From the records below, pull each line that has "pavement".

-.-.-

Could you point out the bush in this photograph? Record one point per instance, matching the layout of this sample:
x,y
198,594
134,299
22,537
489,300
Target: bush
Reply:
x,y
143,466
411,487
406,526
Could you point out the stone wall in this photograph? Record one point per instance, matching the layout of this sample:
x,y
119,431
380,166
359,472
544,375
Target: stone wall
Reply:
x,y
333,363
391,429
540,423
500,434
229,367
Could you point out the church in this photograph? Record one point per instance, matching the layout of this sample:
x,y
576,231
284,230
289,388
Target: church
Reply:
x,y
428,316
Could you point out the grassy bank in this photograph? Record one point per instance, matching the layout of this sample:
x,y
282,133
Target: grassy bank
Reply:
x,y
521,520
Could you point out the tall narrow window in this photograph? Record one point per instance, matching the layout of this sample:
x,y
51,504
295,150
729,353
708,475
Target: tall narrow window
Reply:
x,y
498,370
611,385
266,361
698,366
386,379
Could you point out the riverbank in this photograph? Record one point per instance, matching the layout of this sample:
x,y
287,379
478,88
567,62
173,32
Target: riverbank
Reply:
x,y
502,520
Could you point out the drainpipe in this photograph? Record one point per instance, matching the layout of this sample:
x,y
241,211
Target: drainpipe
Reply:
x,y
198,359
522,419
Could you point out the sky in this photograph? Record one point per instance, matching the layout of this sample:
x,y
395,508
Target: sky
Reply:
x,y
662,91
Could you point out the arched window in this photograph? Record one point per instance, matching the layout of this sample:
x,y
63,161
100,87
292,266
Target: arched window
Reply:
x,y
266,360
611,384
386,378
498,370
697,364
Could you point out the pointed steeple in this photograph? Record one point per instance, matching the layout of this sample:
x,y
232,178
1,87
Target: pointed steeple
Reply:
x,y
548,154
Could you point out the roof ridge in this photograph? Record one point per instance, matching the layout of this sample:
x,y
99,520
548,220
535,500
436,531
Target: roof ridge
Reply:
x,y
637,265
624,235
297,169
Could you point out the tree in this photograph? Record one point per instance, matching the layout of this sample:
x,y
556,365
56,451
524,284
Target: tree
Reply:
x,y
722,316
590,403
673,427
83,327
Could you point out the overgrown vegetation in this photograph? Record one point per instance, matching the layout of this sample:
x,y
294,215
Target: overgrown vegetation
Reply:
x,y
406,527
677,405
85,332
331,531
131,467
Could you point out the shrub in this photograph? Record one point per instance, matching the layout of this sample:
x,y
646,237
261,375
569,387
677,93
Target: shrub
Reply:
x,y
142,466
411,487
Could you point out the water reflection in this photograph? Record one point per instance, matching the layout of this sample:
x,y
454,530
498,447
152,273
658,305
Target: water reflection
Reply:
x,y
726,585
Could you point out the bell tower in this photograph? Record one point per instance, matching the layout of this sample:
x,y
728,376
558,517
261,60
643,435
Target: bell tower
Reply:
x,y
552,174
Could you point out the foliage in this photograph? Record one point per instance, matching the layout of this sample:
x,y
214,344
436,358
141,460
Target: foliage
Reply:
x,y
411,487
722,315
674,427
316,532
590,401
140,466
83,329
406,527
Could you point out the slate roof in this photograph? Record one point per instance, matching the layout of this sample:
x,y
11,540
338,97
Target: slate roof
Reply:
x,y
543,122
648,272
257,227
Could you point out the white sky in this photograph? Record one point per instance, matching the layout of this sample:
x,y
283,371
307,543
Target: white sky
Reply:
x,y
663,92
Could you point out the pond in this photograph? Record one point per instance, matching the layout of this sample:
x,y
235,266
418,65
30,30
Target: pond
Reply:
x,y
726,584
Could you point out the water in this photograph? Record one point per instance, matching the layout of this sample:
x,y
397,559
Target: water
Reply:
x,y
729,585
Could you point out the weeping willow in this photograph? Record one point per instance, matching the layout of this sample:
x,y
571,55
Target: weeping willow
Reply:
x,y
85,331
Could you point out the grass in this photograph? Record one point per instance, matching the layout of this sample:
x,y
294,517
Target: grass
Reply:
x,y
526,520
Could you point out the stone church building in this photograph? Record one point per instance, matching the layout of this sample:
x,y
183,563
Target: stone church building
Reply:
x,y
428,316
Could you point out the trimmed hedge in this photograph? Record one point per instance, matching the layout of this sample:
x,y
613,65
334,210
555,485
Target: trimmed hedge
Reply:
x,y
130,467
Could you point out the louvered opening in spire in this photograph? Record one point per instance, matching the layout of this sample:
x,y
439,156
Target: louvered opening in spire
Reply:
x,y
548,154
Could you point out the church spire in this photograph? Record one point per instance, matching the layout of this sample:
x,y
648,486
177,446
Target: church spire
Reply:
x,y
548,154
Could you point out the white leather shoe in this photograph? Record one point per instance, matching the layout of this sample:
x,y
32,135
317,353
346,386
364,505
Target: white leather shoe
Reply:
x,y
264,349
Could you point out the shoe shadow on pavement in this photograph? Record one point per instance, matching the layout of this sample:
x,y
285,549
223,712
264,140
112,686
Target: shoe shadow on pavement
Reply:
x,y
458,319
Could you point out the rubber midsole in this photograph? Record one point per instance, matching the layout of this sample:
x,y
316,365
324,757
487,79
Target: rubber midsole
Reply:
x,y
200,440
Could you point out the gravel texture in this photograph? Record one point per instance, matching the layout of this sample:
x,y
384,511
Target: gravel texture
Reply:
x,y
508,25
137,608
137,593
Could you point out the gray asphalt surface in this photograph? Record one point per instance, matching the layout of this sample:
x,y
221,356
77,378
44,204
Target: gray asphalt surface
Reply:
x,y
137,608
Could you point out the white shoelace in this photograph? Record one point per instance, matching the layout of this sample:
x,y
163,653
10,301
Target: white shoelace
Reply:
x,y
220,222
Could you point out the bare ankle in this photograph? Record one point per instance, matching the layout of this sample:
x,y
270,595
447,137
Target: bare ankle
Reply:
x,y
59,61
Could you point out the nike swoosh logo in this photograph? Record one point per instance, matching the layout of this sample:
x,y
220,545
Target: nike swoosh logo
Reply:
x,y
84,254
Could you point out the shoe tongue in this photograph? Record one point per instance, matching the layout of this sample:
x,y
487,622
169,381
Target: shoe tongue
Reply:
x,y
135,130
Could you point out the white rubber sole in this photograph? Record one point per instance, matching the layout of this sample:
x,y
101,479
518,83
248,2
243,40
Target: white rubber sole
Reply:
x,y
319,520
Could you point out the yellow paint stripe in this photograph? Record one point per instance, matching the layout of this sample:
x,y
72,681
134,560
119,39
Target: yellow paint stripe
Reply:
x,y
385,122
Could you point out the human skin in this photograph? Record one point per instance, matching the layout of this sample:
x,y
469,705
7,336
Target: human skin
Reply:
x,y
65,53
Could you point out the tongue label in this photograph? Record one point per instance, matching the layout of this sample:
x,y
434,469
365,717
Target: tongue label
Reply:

-.-.-

-- Written answer --
Could you point out the shoe shadow on pavement in this photograph? Record one point per instance, matching the layout of this sample:
Target: shoe shadow on pavement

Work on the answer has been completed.